#### WORK TO COMPLETE:
Render the rows below as a JSON list of strings, one string per line, omitting any blank lines.

[Data lines]
────────────────────────────────────────

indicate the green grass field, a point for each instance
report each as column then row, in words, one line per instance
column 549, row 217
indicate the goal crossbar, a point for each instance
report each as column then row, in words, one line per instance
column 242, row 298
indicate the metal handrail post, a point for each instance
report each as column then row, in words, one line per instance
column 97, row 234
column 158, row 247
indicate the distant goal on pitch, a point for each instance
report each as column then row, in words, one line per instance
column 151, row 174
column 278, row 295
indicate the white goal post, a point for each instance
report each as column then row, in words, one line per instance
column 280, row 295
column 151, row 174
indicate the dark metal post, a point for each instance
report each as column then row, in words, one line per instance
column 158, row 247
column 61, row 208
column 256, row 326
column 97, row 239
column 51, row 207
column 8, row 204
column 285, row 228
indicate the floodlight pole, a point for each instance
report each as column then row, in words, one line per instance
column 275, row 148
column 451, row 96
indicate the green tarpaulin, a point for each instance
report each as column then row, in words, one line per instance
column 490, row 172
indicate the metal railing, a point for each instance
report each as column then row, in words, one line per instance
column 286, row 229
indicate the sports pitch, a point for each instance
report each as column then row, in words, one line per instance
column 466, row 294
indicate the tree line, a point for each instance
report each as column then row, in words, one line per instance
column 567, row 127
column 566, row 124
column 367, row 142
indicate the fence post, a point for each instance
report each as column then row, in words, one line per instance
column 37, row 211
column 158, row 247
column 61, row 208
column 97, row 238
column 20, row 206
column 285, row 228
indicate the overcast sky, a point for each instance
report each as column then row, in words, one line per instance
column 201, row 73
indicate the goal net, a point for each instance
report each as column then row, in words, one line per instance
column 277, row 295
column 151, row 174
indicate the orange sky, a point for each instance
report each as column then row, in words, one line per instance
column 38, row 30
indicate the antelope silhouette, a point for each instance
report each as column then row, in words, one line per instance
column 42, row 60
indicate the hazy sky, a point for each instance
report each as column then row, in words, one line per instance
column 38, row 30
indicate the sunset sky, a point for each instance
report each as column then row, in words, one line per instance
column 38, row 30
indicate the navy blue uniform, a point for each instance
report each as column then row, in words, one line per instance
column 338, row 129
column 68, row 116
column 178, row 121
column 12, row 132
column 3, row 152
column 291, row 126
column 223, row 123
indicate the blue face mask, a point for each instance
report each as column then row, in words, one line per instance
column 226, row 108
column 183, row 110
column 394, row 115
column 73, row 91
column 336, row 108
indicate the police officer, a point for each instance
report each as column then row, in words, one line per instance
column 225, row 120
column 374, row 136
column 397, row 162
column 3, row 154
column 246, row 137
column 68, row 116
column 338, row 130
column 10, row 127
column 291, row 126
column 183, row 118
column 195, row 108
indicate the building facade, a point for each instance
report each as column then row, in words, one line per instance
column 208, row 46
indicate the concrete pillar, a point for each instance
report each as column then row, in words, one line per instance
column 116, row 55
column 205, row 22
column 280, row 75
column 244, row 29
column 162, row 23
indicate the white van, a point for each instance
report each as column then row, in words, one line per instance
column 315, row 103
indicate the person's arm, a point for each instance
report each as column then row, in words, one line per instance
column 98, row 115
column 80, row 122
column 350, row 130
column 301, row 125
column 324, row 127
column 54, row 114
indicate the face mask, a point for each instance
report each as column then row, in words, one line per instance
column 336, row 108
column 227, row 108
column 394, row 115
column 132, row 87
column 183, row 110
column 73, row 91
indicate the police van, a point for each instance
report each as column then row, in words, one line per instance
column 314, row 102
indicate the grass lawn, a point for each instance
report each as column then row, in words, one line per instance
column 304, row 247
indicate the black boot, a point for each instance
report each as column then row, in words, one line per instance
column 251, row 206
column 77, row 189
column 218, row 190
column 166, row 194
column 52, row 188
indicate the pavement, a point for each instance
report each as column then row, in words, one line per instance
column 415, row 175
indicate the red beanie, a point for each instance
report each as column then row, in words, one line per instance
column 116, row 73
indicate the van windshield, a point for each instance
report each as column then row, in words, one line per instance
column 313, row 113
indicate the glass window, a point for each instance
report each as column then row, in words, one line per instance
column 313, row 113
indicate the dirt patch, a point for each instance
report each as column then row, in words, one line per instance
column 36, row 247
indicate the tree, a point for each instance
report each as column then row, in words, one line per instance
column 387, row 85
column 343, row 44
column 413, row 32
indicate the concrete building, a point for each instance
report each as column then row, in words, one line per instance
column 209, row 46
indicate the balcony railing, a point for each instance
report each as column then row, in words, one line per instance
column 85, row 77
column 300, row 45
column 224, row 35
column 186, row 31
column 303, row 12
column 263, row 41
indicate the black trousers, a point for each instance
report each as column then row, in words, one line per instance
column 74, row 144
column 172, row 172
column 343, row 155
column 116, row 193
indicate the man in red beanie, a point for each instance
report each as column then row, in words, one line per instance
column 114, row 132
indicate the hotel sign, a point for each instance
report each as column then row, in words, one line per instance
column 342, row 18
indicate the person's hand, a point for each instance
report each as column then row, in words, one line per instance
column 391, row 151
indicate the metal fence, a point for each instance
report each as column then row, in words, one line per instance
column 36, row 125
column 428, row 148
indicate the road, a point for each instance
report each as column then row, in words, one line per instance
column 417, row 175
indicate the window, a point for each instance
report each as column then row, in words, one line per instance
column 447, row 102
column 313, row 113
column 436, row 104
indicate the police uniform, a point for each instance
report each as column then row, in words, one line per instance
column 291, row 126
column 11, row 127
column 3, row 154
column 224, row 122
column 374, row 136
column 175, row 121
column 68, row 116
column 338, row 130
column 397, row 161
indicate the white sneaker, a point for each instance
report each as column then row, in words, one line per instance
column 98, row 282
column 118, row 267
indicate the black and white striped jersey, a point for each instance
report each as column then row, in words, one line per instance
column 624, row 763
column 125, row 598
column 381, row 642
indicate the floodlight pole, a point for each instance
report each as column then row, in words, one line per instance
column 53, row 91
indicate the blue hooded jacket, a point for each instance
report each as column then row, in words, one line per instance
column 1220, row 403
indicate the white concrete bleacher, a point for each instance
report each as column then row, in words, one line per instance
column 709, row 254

────────────────────────────────────────

#### WRITTEN SOLUTION:
[
  "indicate the green grass field, a point for each instance",
  "report each as column then row, in words, one line per instance",
  "column 549, row 217",
  "indicate the goal crossbar, a point for each instance",
  "report each as column then row, in words, one line per instance",
  "column 242, row 298",
  "indicate the metal handrail post, a point for each instance",
  "report each as column then row, in words, one line per instance",
  "column 97, row 234",
  "column 158, row 247",
  "indicate the distant goal on pitch, a point for each instance",
  "report each as column then row, in words, one line per instance",
  "column 151, row 174",
  "column 278, row 295",
  "indicate the white goal post, a point for each instance",
  "report each as column then row, in words, one line per instance",
  "column 280, row 295",
  "column 151, row 174",
  "indicate the dark metal post, a point for each instance",
  "report each as column then row, in words, one line per instance",
  "column 158, row 247",
  "column 61, row 208",
  "column 256, row 326",
  "column 97, row 239",
  "column 51, row 207",
  "column 8, row 204",
  "column 285, row 228",
  "indicate the floodlight pole, a point for each instance",
  "report each as column then row, in words, one line per instance",
  "column 275, row 148",
  "column 451, row 96",
  "indicate the green tarpaulin, a point for each instance",
  "report each as column then row, in words, one line per instance",
  "column 490, row 172",
  "indicate the metal railing, a point for each instance",
  "report each as column then row, in words, one line per instance",
  "column 286, row 229",
  "indicate the sports pitch, a point for each instance",
  "report each as column then row, in words, one line per instance",
  "column 466, row 294",
  "indicate the tree line, a point for each instance",
  "report each as column then row, in words, one line per instance",
  "column 567, row 127",
  "column 566, row 124",
  "column 367, row 142",
  "indicate the fence post, a point for each instance",
  "report each as column then row, in words, one line per instance",
  "column 37, row 211",
  "column 158, row 247",
  "column 61, row 208",
  "column 97, row 238",
  "column 20, row 206",
  "column 285, row 228",
  "indicate the overcast sky, a point for each instance",
  "report each as column then row, in words, one line per instance",
  "column 201, row 73",
  "indicate the goal net, a point for each instance",
  "report each as column then row, in words, one line per instance",
  "column 277, row 295",
  "column 151, row 174",
  "indicate the orange sky, a point for each instance",
  "report each as column then row, in words, one line per instance",
  "column 38, row 30",
  "indicate the antelope silhouette, a point for each instance",
  "report each as column then row, in words, one line per instance",
  "column 42, row 60",
  "indicate the hazy sky, a point for each instance",
  "report each as column then row, in words, one line per instance",
  "column 38, row 30",
  "indicate the sunset sky, a point for each instance",
  "report each as column then row, in words, one line per instance",
  "column 38, row 30",
  "indicate the navy blue uniform, a point for each instance",
  "report each as column then row, in words, one line per instance",
  "column 338, row 129",
  "column 68, row 116",
  "column 178, row 121",
  "column 12, row 132",
  "column 3, row 152",
  "column 291, row 126",
  "column 223, row 123",
  "indicate the blue face mask, a point for each instance",
  "report each as column then row, in words, one line per instance",
  "column 226, row 108",
  "column 183, row 110",
  "column 394, row 115",
  "column 73, row 91",
  "column 336, row 108",
  "indicate the police officer, a point for each instance",
  "report each as column then row, in words, one line per instance",
  "column 225, row 120",
  "column 374, row 136",
  "column 397, row 162",
  "column 3, row 154",
  "column 246, row 137",
  "column 68, row 116",
  "column 338, row 130",
  "column 10, row 127",
  "column 291, row 126",
  "column 183, row 118",
  "column 195, row 108",
  "indicate the building facade, a point for each instance",
  "report each as column then row, in words, one line per instance",
  "column 208, row 46",
  "indicate the concrete pillar, a point for each instance",
  "report each as column then row, in words, one line per instance",
  "column 116, row 55",
  "column 205, row 22",
  "column 280, row 75",
  "column 244, row 29",
  "column 162, row 23",
  "indicate the white van, a point for each instance",
  "report each as column then row, in words, one line per instance",
  "column 315, row 103",
  "indicate the person's arm, a point for each instance",
  "report each as column then row, in words, one line per instance",
  "column 98, row 115",
  "column 80, row 122",
  "column 350, row 130",
  "column 301, row 125",
  "column 324, row 127",
  "column 54, row 114",
  "indicate the face mask, a point for each instance",
  "report each as column then row, in words, one line per instance",
  "column 336, row 108",
  "column 227, row 108",
  "column 394, row 115",
  "column 132, row 87",
  "column 183, row 110",
  "column 73, row 91",
  "indicate the police van, a point for each instance",
  "report each as column then row, in words, one line per instance",
  "column 314, row 102",
  "indicate the grass lawn, a point for each instance",
  "report each as column then row, in words, one line per instance",
  "column 304, row 247",
  "indicate the black boot, a point for each instance",
  "report each as column then row, in words, one line per instance",
  "column 251, row 206",
  "column 77, row 189",
  "column 218, row 190",
  "column 166, row 194",
  "column 52, row 188",
  "indicate the pavement, a point for each instance",
  "report each as column then row, in words, one line per instance",
  "column 415, row 175",
  "indicate the red beanie, a point for each instance",
  "report each as column then row, in words, one line per instance",
  "column 116, row 73",
  "indicate the van windshield, a point for each instance",
  "report each as column then row, in words, one line per instance",
  "column 313, row 113",
  "indicate the glass window, a point for each instance",
  "report each as column then row, in words, one line per instance",
  "column 313, row 113",
  "indicate the dirt patch, a point for each instance",
  "report each as column then row, in words, one line per instance",
  "column 36, row 247",
  "indicate the tree, a point for each instance",
  "report each as column then row, in words, one line per instance",
  "column 387, row 85",
  "column 343, row 44",
  "column 413, row 32",
  "indicate the concrete building, a point for each instance",
  "report each as column then row, in words, one line per instance",
  "column 209, row 46",
  "indicate the balcony railing, a point for each instance",
  "report each as column then row, in words, one line per instance",
  "column 85, row 77",
  "column 300, row 45",
  "column 224, row 35",
  "column 186, row 31",
  "column 303, row 12",
  "column 263, row 41",
  "indicate the black trousers, a point for each instance",
  "report each as column then row, in words, one line per instance",
  "column 74, row 144",
  "column 172, row 172",
  "column 343, row 155",
  "column 116, row 193",
  "indicate the man in red beanie, a point for each instance",
  "report each as column then row, in words, one line per instance",
  "column 114, row 132",
  "indicate the hotel sign, a point for each instance",
  "report each as column then row, in words, one line per instance",
  "column 342, row 18",
  "indicate the person's hand, a point for each instance",
  "report each as column then row, in words, one line per instance",
  "column 391, row 151",
  "indicate the metal fence, a point for each instance",
  "report each as column then row, in words, one line per instance",
  "column 36, row 125",
  "column 428, row 148",
  "indicate the road, a point for each instance",
  "report each as column then row, in words, one line per instance",
  "column 417, row 175",
  "indicate the window, a point for each instance",
  "report each as column then row, in words, one line per instance",
  "column 447, row 102",
  "column 313, row 113",
  "column 436, row 104",
  "indicate the police uniform, a point for each instance",
  "report each as column then row, in words, one line per instance",
  "column 291, row 126",
  "column 11, row 127",
  "column 3, row 154",
  "column 224, row 122",
  "column 374, row 136",
  "column 175, row 121",
  "column 68, row 116",
  "column 338, row 130",
  "column 397, row 161",
  "indicate the white sneaker, a point for each instance",
  "report each as column then row, in words, one line per instance",
  "column 98, row 282",
  "column 118, row 267",
  "indicate the black and white striped jersey, a point for each instance",
  "report each as column then row, in words, one line per instance",
  "column 624, row 763",
  "column 125, row 598",
  "column 381, row 642",
  "indicate the floodlight pole, a point for each instance",
  "report each as column then row, in words, one line per instance",
  "column 53, row 91",
  "indicate the blue hooded jacket, a point for each instance",
  "report each as column then row, in words, one line per instance",
  "column 1220, row 403",
  "indicate the white concrete bleacher, a point for each instance",
  "report each as column then row, in words, one line per instance",
  "column 709, row 254"
]